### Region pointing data
---------------
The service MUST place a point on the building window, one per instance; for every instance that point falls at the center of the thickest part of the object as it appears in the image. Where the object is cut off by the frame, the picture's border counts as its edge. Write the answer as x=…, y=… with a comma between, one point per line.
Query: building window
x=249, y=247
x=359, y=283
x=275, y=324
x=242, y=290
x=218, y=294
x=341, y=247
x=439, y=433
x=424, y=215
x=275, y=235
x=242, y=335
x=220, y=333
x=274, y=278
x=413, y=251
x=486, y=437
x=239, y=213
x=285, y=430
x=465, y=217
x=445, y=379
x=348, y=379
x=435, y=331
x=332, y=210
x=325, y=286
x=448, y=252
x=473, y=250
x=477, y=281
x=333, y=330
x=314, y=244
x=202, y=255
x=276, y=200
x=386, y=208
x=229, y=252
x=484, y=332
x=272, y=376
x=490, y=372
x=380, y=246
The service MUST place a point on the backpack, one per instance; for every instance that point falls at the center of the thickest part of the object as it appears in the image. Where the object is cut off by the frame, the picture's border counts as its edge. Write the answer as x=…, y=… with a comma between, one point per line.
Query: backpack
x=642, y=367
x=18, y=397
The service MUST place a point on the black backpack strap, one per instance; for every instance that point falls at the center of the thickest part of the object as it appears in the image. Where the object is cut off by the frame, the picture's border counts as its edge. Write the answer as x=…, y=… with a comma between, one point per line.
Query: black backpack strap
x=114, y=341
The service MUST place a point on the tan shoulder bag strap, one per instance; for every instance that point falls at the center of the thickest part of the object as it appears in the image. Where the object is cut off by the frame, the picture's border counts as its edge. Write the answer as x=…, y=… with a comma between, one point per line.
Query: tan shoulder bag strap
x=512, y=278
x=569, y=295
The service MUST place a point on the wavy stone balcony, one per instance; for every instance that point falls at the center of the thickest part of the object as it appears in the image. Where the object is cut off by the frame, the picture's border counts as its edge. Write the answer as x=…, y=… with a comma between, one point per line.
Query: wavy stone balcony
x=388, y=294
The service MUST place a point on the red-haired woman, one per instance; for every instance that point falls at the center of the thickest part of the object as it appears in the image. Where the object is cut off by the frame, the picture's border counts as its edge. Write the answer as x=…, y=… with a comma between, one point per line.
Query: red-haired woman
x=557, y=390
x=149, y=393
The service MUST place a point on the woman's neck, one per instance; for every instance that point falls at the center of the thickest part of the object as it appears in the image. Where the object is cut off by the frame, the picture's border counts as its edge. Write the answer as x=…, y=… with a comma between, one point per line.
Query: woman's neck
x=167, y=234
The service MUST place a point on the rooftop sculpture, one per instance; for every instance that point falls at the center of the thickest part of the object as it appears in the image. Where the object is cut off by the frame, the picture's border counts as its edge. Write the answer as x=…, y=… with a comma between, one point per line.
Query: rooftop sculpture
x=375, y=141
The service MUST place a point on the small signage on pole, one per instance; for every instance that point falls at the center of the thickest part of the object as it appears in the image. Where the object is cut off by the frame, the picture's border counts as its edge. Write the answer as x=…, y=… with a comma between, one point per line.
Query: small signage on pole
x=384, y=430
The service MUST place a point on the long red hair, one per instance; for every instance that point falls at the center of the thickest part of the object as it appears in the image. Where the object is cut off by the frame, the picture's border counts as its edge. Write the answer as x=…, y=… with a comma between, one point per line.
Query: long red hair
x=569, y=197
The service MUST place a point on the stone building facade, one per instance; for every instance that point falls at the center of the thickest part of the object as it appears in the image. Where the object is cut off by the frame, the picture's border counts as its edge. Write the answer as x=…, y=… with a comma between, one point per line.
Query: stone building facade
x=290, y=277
---------------
### TASK BRIEF
Exactly reproduce the entries in their entirety.

### TASK ANSWER
The service MUST place a point on the building window, one per instance; for every instance that point falls at the center of the thickest part of the object as it appears in the image. Where the object is cut off by the frame, the picture's border counts as its edge. Write the answer as x=…, y=… with a comma between, one point per line.
Query: building window
x=249, y=247
x=359, y=283
x=275, y=324
x=242, y=290
x=218, y=294
x=341, y=247
x=439, y=433
x=424, y=215
x=275, y=235
x=242, y=335
x=220, y=333
x=274, y=278
x=413, y=251
x=486, y=437
x=239, y=213
x=285, y=430
x=465, y=217
x=445, y=379
x=348, y=379
x=435, y=331
x=332, y=210
x=325, y=286
x=448, y=252
x=473, y=250
x=477, y=281
x=333, y=330
x=314, y=244
x=202, y=255
x=276, y=200
x=386, y=208
x=229, y=252
x=484, y=332
x=272, y=376
x=490, y=372
x=380, y=246
The service MUST place a point on the backpack, one per instance; for every instance that point falls at the center of the thickest part of the object as it appears in the image. Where the object is cut off by the frame, the picture's border counts as its edge. Write the answer as x=…, y=… with a comma between, one point per line.
Query: backpack
x=642, y=367
x=18, y=397
The service MUST place a point on the black backpack strap, one per instance; for every instance that point falls at the center of the thickest part of the object as it appears in the image. Where the object is cut off by the frame, the picture's border counts as its edge. Write the answer as x=…, y=… with a comma between, one point per line.
Query: black backpack strap
x=114, y=341
The service MUST place a point on the tan shoulder bag strap, one per instance; for every instance that point falls at the center of the thickest part of the object as it appears in the image. Where the object is cut off by the frame, the picture's border counts as its edge. Write the answer as x=…, y=… with a comma between, one point per line.
Query: tan shoulder bag strap
x=512, y=278
x=569, y=295
The service MUST place a point on the wavy stone balcony, one per instance; for every instance that point falls at the center of the thickest part of the object as it appears in the image. Where the object is cut off by the frame, the picture's border counts as its edge. Write the answer as x=…, y=… with a comma between, one point per line.
Query: wavy stone balcony
x=388, y=294
The service MUST place a point on the red-haired woman, one per instance; for every instance that point falls at the center of the thickest part of the object as it appears in the image. Where the object is cut off by the frame, the picture's border counts as its edge. Write the answer as x=…, y=… with a comma between, one point per line.
Query: red-haired woman
x=557, y=390
x=149, y=393
The service MUST place a point on the woman's neck, one per instance; for every instance that point falls at the center of the thickest part of the object as it appears in the image. Where the object is cut off by the frame, the picture's border counts as its edge. Write the answer as x=…, y=… with a comma between, one point per line.
Query: woman's neck
x=167, y=234
The service MUST place a point on the rooftop sculpture, one per instance; for every instance that point falls at the center of the thickest part of the object as it appears in the image. Where the object is cut off by the frame, the picture's border counts as its edge. Write the answer as x=…, y=… with a comma between, one point per line.
Query: rooftop sculpture
x=375, y=141
The service MUST place a point on the small signage on pole, one per instance; for every instance that point falls at the center of the thickest part of the object as it appears in the image. Where the object is cut off by the frame, the picture's border counts as its edge. Write the answer as x=…, y=… with a comma between, one point per line.
Query: small signage on pole
x=384, y=430
The service MUST place a point on the long red hair, one per instance; for every instance that point falls at the center of the thickest part of the object as it appears in the image. Where the object is cut off by the frame, the picture's border counts as its edge. Write the answer as x=…, y=… with a comma between, one point per line.
Query: long red hair
x=569, y=197
The service MUST place a point on the stone building facade, one per instance; for every instance that point falls at the center of the thickest part of the object as it appears in the image. Where the object is cut off by the frame, the picture's border counts as its edge. Write the answer as x=…, y=… with a comma between, one point per line.
Query: stone building facade
x=290, y=277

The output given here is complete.